Reproduce exactly the lines below from the one containing "point: concrete patio" through the one containing "point: green shrub", including both, and nothing else.

Records contained in a dataset:

== Segment start ==

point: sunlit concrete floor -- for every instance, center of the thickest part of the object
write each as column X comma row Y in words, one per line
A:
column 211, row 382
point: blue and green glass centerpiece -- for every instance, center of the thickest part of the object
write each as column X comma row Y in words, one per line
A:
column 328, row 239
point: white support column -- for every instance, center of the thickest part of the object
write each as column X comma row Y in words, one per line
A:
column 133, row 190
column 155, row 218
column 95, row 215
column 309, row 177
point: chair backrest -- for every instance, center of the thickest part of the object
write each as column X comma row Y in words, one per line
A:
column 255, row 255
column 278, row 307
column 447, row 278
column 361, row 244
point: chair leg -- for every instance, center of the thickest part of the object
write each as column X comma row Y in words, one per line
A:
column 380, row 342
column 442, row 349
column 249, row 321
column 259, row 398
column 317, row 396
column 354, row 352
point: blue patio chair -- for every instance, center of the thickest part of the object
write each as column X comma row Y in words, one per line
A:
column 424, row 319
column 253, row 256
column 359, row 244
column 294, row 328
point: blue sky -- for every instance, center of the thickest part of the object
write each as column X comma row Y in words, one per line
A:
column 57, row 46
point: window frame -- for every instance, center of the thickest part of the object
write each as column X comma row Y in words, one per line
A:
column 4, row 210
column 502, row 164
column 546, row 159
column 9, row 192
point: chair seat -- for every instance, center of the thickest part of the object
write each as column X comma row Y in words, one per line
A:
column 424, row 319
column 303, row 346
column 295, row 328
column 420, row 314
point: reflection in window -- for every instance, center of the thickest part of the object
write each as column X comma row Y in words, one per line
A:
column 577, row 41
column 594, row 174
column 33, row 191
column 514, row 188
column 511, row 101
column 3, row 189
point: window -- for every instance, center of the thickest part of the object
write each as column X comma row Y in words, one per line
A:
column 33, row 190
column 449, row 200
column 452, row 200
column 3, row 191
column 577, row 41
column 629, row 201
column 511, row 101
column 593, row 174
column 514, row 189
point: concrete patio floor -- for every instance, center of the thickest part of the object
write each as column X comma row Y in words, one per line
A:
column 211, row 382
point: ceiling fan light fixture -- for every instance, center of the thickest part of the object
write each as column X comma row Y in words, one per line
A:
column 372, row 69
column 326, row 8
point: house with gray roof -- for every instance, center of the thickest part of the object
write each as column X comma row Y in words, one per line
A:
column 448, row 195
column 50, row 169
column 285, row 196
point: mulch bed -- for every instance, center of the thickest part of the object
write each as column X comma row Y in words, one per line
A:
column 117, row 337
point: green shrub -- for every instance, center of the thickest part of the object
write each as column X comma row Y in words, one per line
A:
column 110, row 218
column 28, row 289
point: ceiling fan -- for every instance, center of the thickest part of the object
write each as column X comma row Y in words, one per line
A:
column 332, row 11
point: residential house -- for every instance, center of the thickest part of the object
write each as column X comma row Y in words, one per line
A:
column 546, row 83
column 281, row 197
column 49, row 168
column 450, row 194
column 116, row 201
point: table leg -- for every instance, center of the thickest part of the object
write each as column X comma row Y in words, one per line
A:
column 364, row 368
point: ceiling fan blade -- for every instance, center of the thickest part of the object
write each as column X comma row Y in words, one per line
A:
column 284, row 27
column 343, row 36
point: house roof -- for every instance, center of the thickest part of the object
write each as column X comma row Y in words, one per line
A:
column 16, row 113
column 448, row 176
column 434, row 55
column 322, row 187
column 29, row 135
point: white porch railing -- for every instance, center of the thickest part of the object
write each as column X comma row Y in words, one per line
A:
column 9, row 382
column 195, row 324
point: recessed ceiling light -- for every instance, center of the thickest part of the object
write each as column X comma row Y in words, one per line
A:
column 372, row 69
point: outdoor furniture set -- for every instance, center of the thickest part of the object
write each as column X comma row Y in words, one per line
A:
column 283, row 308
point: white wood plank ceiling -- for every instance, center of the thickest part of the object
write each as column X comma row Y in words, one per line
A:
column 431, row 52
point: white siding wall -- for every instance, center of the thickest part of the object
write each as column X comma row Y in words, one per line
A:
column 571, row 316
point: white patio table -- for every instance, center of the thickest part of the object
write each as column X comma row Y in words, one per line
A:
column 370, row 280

== Segment end ==

**RESPONSE**
point: concrete patio floor -- for every instance, center of the thickest part of the object
write each as column X comma row Y in words, one per line
A:
column 211, row 382
point: ceiling fan light fixture -- for every instance, center of the thickest part of the object
write each as column X comma row Y in words, one per line
A:
column 372, row 69
column 326, row 8
point: house with gray roof -- for every instance, center of the thickest part of the object
write each as column X comma row Y in words, one per line
A:
column 448, row 195
column 50, row 169
column 285, row 196
point: mulch bed -- for every instance, center of the thickest part of the object
write each as column X comma row Y in words, one per line
A:
column 117, row 337
point: green shrub -- for every instance, center of the thickest part of the object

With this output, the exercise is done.